(Image entries on named regions)
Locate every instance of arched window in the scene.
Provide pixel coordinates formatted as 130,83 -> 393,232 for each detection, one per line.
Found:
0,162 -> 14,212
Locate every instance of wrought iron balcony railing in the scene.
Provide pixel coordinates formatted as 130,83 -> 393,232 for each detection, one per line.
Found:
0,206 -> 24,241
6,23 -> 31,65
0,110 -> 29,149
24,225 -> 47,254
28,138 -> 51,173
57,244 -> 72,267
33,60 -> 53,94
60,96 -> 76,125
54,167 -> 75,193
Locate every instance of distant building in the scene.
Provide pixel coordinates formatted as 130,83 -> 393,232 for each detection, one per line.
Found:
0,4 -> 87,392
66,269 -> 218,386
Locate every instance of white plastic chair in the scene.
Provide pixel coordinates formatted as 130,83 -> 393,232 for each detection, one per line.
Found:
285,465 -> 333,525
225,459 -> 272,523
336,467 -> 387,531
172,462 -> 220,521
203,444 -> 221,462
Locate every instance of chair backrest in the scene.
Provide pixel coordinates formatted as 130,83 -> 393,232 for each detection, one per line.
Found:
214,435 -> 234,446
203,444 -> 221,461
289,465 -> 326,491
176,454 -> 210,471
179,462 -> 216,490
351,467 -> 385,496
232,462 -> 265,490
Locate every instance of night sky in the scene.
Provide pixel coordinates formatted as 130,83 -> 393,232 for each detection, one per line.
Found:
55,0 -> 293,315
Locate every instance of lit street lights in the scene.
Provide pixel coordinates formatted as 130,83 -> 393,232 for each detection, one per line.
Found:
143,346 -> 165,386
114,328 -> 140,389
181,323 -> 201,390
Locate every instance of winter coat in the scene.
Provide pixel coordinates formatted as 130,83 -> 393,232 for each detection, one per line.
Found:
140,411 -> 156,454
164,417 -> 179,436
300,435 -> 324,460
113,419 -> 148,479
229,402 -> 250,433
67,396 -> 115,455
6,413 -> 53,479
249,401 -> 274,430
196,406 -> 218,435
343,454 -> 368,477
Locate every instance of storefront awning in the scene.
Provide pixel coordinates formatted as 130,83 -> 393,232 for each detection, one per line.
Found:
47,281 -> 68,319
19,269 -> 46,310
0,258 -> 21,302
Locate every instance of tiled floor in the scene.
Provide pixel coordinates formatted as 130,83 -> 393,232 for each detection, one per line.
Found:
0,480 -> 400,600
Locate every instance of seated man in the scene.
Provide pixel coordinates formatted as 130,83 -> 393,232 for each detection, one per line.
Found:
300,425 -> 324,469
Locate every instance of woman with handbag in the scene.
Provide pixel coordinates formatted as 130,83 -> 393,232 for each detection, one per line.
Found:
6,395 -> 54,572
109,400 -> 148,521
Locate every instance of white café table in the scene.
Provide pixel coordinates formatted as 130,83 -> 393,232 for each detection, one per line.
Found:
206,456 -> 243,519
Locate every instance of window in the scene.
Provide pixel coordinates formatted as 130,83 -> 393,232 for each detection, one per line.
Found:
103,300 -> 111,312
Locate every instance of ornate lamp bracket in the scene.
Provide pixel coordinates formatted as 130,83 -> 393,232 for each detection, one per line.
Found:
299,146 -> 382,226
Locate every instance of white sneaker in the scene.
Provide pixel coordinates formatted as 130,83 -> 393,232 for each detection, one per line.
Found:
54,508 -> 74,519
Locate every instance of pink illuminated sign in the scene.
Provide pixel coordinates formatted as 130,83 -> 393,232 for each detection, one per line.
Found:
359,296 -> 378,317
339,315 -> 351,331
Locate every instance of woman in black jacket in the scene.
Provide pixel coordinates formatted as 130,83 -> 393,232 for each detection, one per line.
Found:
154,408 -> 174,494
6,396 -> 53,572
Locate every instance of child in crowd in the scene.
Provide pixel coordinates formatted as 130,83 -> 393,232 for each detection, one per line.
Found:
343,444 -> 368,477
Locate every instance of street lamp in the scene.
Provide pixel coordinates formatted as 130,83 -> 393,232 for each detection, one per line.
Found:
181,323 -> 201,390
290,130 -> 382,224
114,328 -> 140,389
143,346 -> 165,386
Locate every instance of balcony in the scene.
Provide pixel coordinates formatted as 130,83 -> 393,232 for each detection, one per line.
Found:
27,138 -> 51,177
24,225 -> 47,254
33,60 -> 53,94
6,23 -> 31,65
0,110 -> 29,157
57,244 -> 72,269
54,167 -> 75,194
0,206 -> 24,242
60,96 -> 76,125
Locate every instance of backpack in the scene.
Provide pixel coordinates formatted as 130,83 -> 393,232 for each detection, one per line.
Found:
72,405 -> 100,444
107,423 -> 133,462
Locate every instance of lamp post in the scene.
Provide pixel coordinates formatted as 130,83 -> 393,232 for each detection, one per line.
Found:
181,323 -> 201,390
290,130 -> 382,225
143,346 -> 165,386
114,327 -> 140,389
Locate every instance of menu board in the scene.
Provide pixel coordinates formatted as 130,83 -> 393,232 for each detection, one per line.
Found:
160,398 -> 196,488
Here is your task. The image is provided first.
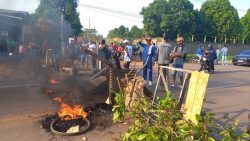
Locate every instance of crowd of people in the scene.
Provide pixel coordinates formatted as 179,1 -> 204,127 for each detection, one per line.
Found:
0,34 -> 228,87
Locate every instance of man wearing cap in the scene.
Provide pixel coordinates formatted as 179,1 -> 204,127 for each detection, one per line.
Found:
171,37 -> 187,87
156,33 -> 173,86
138,36 -> 156,86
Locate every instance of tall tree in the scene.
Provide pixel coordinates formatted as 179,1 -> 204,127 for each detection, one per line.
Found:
65,0 -> 82,35
141,0 -> 195,38
240,9 -> 250,43
141,0 -> 168,36
201,0 -> 242,41
35,0 -> 82,35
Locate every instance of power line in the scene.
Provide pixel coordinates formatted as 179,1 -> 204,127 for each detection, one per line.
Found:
82,7 -> 141,23
79,3 -> 142,18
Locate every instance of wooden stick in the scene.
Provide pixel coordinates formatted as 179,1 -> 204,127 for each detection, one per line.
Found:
177,73 -> 191,109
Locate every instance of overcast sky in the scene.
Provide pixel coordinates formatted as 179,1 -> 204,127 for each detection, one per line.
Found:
0,0 -> 250,37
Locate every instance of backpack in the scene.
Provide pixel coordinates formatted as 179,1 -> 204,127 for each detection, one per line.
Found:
169,47 -> 187,63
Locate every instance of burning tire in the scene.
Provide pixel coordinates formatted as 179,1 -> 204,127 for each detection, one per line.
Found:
50,117 -> 90,136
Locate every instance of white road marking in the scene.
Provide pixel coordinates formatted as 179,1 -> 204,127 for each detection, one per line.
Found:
0,84 -> 41,89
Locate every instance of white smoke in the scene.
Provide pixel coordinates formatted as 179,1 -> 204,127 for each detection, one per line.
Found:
0,0 -> 40,13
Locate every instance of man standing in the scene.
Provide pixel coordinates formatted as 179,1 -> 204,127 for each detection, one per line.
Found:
221,44 -> 228,66
111,42 -> 121,69
156,33 -> 172,86
89,40 -> 96,69
171,37 -> 187,87
138,36 -> 156,86
124,40 -> 133,69
207,44 -> 217,73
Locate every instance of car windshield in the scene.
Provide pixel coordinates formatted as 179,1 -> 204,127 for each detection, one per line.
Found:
240,50 -> 250,55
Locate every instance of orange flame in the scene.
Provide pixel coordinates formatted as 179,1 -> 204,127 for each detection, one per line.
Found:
54,97 -> 88,120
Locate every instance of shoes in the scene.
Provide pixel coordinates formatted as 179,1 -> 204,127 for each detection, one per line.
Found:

Task requirements » Copy the stretch from the start of the entries through the line containing "55,0 -> 293,315", swapping "detection" for "match" and leaving everything else unchanged.

Reply to the task »
Locate every instance of arched window in the scene.
Provide pixel coordinates formatted as 130,83 -> 393,232 for each match, one per line.
Found:
0,162 -> 14,212
Locate every instance of wrought iron balcony railing in the scene.
Provide pixel coordinates formatted as 130,83 -> 393,232 for each match, one per line.
Found:
0,206 -> 24,241
6,23 -> 31,65
0,110 -> 29,149
24,225 -> 47,254
28,138 -> 51,173
57,244 -> 72,267
33,60 -> 53,94
60,96 -> 76,125
54,167 -> 75,193
Locate every instance of distant building in the scene.
Provide pixel coordinates formatted as 130,83 -> 393,232 for each match, one per line.
Found:
0,4 -> 87,392
66,269 -> 218,386
Locate every instance of white plastic chair in the scene.
Provide pixel coordinates formatted as 130,83 -> 393,232 for each match, one per line.
Found:
285,465 -> 333,525
225,459 -> 272,523
336,467 -> 387,531
172,462 -> 220,521
203,444 -> 221,462
Locate every instance of chair backrest in the scene.
Provide pixel coordinates formatted as 130,83 -> 393,232 for each match, one per line.
Found:
214,435 -> 234,446
203,444 -> 221,461
289,465 -> 326,491
176,454 -> 210,471
179,462 -> 216,490
351,467 -> 385,496
232,462 -> 265,490
Locate every instance of night sky in the scene.
Provide pixel coordinates formatted as 130,83 -> 393,232 for each match, one per line.
Found:
55,0 -> 293,315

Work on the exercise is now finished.